Instruction: Return each line of the material below that contains the string "carved".

[Point annotation dataset records]
════

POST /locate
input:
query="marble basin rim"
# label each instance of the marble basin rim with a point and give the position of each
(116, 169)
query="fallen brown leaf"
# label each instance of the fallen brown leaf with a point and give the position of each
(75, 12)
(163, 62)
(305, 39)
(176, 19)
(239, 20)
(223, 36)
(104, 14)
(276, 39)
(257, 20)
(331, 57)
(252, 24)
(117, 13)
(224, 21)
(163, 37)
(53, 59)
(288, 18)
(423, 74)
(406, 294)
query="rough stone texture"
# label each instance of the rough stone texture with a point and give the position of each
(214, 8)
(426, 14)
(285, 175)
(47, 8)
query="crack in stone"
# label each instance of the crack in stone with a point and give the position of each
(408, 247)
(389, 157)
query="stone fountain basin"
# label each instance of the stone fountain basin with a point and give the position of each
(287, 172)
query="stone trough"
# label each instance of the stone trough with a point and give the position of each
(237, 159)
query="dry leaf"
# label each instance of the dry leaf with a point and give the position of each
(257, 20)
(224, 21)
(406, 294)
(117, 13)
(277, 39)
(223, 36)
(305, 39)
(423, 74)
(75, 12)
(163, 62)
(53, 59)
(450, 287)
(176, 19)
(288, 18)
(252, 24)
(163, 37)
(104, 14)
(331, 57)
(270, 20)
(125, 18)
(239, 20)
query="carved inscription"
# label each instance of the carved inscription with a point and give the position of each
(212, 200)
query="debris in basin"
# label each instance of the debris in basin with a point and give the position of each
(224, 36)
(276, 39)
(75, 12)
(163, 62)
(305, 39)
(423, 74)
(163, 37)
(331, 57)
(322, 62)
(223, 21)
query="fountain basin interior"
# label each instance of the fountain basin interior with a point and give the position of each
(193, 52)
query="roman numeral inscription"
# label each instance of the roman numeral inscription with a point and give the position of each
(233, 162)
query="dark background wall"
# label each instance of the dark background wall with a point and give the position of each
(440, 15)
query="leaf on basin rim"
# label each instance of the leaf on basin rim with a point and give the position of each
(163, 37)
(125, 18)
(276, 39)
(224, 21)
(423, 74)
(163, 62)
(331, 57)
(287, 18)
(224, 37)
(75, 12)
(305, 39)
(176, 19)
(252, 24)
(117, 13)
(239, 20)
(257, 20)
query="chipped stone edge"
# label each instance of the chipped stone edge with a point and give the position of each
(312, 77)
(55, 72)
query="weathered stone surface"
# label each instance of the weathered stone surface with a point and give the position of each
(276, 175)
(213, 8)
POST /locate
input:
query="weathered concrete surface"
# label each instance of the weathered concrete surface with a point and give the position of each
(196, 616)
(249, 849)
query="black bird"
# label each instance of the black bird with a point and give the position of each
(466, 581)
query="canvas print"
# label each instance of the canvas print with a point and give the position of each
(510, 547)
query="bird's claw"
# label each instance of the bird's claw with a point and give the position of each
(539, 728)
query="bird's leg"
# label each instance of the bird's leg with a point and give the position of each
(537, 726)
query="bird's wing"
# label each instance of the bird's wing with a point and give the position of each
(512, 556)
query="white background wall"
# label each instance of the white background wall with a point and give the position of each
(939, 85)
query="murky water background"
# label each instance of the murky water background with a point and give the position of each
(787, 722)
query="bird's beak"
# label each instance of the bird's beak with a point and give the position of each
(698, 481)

════

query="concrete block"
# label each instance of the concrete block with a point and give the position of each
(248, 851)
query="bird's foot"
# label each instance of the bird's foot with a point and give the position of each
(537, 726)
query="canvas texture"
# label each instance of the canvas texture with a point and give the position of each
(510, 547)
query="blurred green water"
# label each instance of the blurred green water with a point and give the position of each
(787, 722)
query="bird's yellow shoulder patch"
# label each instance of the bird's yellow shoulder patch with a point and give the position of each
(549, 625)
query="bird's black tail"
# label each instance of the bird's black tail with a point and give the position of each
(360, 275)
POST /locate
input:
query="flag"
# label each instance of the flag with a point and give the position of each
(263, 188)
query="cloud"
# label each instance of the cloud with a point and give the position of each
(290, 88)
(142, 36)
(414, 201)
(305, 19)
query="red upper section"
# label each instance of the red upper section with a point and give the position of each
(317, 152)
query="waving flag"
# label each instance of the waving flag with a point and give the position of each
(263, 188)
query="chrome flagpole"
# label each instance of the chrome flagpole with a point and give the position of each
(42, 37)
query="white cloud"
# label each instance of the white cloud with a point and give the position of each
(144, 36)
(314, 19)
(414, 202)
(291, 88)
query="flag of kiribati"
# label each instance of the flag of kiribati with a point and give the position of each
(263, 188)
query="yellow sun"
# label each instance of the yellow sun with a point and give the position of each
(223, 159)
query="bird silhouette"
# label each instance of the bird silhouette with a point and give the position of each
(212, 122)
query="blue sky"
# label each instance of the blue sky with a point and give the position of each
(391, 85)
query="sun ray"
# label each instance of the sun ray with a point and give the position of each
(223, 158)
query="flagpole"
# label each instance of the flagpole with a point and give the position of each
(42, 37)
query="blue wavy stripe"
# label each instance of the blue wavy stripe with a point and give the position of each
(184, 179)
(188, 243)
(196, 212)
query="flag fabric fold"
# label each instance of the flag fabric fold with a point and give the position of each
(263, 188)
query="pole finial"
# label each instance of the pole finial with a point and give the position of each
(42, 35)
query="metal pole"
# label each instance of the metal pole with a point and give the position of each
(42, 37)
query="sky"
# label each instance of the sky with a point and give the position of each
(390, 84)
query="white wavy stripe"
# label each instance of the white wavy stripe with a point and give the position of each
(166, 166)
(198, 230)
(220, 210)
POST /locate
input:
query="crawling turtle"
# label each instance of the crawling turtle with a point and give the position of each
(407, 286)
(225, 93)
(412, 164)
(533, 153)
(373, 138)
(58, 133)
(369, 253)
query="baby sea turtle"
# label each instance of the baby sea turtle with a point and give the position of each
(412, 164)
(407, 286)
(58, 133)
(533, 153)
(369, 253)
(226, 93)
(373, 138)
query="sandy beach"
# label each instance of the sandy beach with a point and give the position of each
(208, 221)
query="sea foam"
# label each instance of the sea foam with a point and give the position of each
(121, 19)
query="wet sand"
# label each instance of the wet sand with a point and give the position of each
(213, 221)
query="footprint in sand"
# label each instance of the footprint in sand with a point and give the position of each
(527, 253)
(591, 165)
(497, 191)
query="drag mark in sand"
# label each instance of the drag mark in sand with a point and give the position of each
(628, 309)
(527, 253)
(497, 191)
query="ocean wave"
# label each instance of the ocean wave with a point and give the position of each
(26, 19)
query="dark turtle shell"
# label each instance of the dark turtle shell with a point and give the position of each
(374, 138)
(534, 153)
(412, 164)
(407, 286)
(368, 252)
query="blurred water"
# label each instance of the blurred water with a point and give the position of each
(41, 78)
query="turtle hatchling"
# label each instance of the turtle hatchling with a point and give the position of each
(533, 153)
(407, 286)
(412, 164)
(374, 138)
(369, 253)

════

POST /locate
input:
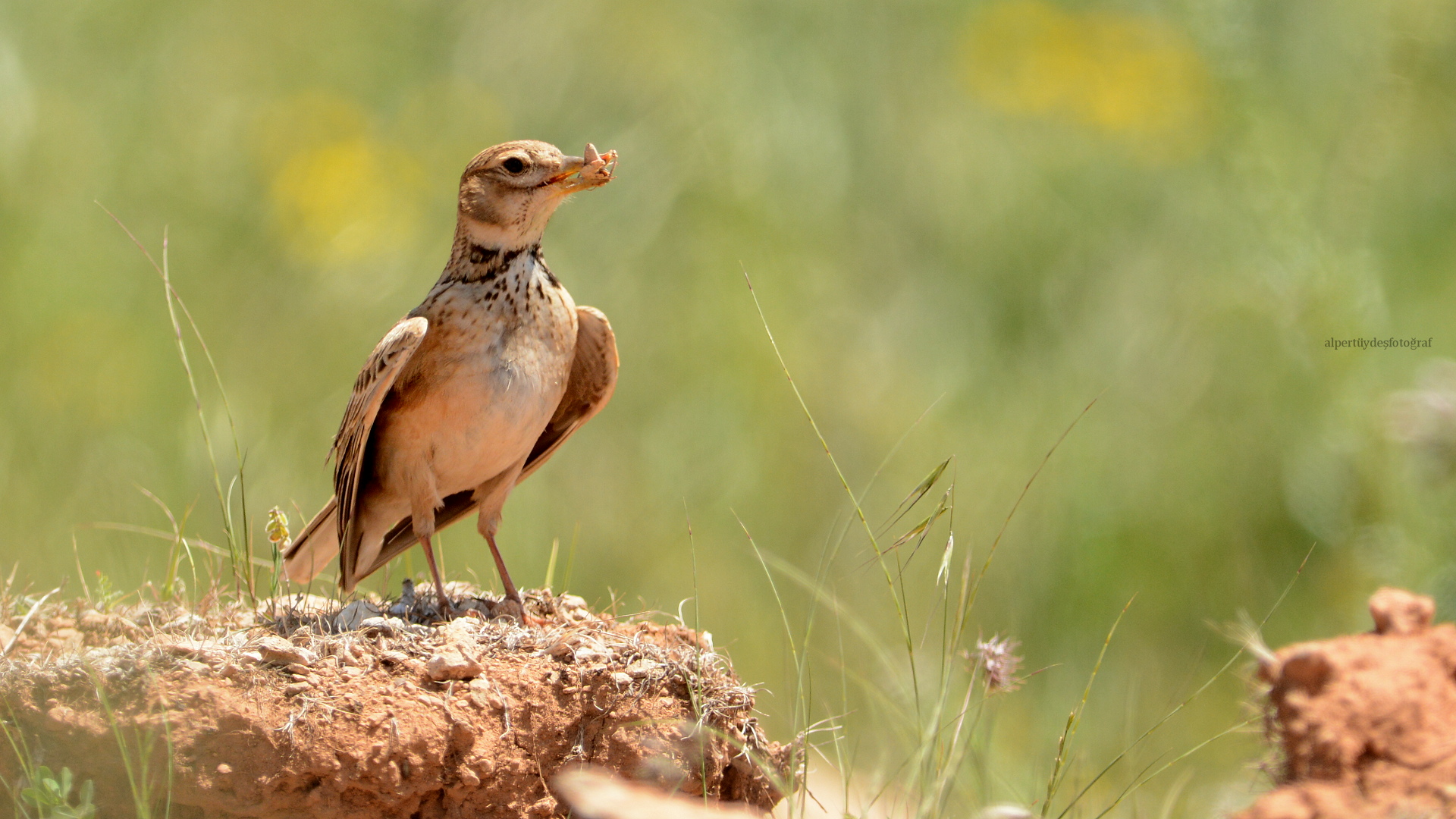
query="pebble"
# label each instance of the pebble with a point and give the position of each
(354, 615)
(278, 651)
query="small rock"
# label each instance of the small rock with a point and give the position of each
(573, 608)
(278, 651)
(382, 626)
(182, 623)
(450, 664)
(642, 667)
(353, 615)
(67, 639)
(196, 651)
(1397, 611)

════

Worked answer:
query="carved inscription"
# label each instance of the carved inscription with a point and give the position of each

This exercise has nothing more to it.